>> BEGIN READING TEXT

Consultant shall not, in any written or oral communications with
any party or through any medium, whether tangible, electronic, or
otherwise, criticize, ridicule or make any statement which,
directly or indirectly, disparages, causes harm to, or is
derogatory of the Company or its affiliates or any of their
respective directors or senior officers. Consultant shall not
express any negative opinions of the Company, the Company’s
business or products, or any affiliates of the Company or their
businesses or products. The provision shall be construed broadly
and shall govern any statement, express or implied, made concerning
the Company, the Company’s business and products, or
affiliates of the Company.
SECTION 5
MISCELLANEOUS
Section 5.1
Authority to Be
Bound.
The Parties to this Agreement represent they have the
authority to enter into this Agreement. The promises made herein
shall be binding upon all undersigned Parties, and are the joint
and several obligations of each of the undersigned. Each party will
take responsible steps to insure that their associates, affiliates,
employees, agents, representatives and officers abide by the
provisions of this Agreement. The Parties hereto, and each of them,
further represent and declare that they have carefully read this
Agreement and know the contents thereof and sign the same freely
and voluntarily, and each of the Parties hereto have been given the
opportunity to confer with counsel.
Section 5.2
Delegation
.
Consultant shall not, without
Company’s prior consent (which consent Company may withhold
in its sole discretion) subcontract or delegate, or enter into,
amend or modify any subcontract for the delegation or performance
of, any part of its obligations under this Agreement. Without
limitation on the foregoing, and notwithstanding any Company
consent thereto, Consultant shall remain fully responsible to
Company for the performance of any services rendered by any
subcontractor personnel, as if such subcontractor or subcontractor
personnel were Consultant or Consultant personnel
hereunder.
Section 5.3
Force
Majeure
.

>> END READING TEXT
>> BEGIN LISTING

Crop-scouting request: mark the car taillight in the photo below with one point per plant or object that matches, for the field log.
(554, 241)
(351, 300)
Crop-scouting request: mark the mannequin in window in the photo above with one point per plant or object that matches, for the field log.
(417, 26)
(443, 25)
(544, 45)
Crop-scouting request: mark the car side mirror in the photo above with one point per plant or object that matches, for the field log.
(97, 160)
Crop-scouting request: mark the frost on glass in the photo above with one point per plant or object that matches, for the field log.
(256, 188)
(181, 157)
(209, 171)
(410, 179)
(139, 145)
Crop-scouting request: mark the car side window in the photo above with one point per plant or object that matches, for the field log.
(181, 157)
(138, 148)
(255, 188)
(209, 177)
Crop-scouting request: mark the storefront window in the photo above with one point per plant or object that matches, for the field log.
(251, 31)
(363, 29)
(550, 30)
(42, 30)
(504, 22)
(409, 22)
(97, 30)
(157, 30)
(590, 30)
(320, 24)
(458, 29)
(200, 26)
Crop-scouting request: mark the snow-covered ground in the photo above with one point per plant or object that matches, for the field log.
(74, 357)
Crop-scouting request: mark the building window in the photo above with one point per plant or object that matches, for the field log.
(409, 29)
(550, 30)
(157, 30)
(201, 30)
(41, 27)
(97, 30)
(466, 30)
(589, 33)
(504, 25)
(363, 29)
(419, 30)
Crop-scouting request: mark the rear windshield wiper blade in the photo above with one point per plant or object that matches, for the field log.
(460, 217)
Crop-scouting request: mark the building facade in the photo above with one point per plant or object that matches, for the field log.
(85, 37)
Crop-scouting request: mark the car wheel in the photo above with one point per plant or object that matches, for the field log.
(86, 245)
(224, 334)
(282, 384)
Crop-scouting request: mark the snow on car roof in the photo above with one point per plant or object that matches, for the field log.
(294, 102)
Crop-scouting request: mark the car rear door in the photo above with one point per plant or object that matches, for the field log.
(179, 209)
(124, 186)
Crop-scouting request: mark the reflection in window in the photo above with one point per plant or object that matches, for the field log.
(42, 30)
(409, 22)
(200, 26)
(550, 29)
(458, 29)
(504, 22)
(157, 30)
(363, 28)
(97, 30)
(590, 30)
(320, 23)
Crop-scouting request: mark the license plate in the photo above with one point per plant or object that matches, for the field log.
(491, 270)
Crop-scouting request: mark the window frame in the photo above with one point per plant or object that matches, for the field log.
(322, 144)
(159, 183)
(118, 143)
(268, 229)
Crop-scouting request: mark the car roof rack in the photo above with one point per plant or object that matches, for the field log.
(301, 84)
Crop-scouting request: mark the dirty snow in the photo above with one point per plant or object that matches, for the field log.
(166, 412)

>> END LISTING

#### SET TASKS:
(1) Give again, word for word, the passage of the agreement text starting with "The Parties to" and going on through "confer with counsel.".
(2) Do the following statements agree with the agreement text? Answer yes or no for each and quote the words of the agreement text that decide it.
(a) The provision barring negative statements about the Company is to be read broadly.
(b) Once the Company consents to a subcontract, the Consultant is no longer responsible for the services rendered by the subcontractor's personnel.
(c) Each of the Parties has been given the opportunity to confer with counsel.

#### RESULTS FOR THE EXERCISE:
(1)
The Parties to this Agreement represent they have the
authority to enter into this Agreement. The promises made herein
shall be binding upon all undersigned Parties, and are the joint
and several obligations of each of the undersigned. Each party will
take responsible steps to insure that their associates, affiliates,
employees, agents, representatives and officers abide by the
provisions of this Agreement. The Parties hereto, and each of them,
further represent and declare that they have carefully read this
Agreement and know the contents thereof and sign the same freely
and voluntarily, and each of the Parties hereto have been given the
opportunity to confer with counsel.

(2)
(a) Yes: "The provision shall be construed broadly"
(b) No: "notwithstanding any Company consent thereto, Consultant shall remain fully responsible to Company for the performance of any services rendered by any subcontractor personnel"
(c) Yes: "each of the Parties hereto have been given the opportunity to confer with counsel"